(Region annotation entries)
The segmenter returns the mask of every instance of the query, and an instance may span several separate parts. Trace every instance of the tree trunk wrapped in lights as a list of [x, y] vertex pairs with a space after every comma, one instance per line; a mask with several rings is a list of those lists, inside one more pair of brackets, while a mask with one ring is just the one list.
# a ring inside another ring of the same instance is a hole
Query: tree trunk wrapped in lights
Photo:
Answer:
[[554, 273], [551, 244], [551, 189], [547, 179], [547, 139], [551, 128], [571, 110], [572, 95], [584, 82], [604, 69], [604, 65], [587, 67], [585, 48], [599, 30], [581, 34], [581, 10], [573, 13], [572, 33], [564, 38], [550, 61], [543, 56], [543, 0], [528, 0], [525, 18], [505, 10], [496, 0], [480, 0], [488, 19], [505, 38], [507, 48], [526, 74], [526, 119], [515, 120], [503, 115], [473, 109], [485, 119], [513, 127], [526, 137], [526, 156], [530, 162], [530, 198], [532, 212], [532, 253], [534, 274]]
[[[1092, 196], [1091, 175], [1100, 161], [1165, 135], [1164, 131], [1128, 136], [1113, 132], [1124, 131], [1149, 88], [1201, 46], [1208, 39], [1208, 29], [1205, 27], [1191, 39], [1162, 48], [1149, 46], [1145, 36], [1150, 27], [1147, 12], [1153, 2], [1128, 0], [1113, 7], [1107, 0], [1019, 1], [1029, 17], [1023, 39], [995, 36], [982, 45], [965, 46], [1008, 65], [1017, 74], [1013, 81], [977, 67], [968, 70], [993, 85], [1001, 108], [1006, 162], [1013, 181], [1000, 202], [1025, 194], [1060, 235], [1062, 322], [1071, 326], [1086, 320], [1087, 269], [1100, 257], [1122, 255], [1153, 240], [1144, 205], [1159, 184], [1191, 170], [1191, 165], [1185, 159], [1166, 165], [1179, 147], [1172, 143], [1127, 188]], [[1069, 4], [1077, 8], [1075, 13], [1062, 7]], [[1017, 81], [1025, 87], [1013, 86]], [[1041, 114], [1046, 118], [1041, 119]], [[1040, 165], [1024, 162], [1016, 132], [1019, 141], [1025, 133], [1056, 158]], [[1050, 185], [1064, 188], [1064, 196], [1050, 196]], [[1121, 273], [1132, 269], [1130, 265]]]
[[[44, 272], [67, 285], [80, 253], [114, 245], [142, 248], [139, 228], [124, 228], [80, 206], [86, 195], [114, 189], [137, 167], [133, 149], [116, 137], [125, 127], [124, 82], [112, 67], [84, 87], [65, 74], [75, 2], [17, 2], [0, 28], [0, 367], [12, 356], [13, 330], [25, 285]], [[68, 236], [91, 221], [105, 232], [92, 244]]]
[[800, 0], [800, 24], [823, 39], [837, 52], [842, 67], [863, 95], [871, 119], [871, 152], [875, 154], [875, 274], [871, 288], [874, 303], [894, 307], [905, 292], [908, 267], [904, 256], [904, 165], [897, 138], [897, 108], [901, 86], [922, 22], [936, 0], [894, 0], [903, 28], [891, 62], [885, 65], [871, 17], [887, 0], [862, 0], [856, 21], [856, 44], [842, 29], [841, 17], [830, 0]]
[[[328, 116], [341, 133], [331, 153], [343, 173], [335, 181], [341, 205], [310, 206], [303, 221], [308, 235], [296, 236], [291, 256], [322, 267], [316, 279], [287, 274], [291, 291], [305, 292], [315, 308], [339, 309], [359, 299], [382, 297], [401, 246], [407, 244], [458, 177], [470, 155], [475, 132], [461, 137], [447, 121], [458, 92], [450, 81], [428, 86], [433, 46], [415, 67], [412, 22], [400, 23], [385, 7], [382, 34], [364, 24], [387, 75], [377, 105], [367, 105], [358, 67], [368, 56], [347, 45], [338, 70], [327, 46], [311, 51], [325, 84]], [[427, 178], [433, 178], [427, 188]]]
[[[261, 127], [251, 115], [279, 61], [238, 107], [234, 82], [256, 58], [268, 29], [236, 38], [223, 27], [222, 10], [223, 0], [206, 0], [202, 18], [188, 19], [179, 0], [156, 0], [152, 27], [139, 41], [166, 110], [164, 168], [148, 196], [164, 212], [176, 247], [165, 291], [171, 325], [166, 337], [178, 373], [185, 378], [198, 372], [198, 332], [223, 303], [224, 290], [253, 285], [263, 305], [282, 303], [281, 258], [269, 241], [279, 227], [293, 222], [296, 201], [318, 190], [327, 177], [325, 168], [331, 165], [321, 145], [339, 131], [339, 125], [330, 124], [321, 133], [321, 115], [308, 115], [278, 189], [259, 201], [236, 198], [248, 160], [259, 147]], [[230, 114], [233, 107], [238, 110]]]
...
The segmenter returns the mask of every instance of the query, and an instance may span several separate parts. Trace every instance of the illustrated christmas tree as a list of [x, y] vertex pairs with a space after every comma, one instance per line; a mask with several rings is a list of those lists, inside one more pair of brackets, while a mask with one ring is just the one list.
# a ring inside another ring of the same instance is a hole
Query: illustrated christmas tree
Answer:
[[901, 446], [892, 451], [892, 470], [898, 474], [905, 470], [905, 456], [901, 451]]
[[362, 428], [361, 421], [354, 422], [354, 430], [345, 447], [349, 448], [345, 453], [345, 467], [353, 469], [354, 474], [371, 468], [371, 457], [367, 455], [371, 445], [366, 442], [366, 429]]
--
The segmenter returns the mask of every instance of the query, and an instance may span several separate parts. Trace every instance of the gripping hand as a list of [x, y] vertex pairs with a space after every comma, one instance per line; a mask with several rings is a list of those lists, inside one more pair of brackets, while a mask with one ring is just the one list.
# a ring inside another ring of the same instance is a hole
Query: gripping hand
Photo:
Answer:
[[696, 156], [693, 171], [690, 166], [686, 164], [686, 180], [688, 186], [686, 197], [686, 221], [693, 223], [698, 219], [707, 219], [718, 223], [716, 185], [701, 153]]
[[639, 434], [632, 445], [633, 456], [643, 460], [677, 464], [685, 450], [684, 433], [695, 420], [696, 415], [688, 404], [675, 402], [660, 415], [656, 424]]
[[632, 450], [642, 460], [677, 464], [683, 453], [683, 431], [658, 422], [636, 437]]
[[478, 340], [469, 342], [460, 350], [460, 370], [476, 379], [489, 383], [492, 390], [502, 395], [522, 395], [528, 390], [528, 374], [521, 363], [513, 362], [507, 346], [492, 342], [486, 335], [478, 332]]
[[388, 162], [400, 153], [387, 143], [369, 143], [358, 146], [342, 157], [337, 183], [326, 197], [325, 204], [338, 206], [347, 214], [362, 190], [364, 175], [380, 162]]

**Set exercise**. Copy the lines of the listing word for word, starting at the line that contains "of the illustrated" and stopping after the line that contains "442], [366, 429]]".

**Solution for this problem**.
The segmenter returns the mask of every instance of the query, and an instance may span several separate parts. Trace every instance of the illustrated christmas tree as a list of [x, y] vertex pairs with a space after every comma, one instance per line; a mask with several rings is a list of those lists, inside one more pair of brackets, while a mask with one ring is just the one list.
# a ring inside another ring of the same instance is a hole
Query: illustrated christmas tree
Answer:
[[901, 446], [892, 451], [892, 470], [898, 474], [905, 470], [905, 456], [901, 451]]
[[362, 428], [361, 421], [354, 422], [354, 430], [345, 447], [349, 448], [345, 453], [345, 467], [353, 469], [354, 474], [371, 468], [371, 457], [367, 455], [371, 445], [366, 442], [366, 429]]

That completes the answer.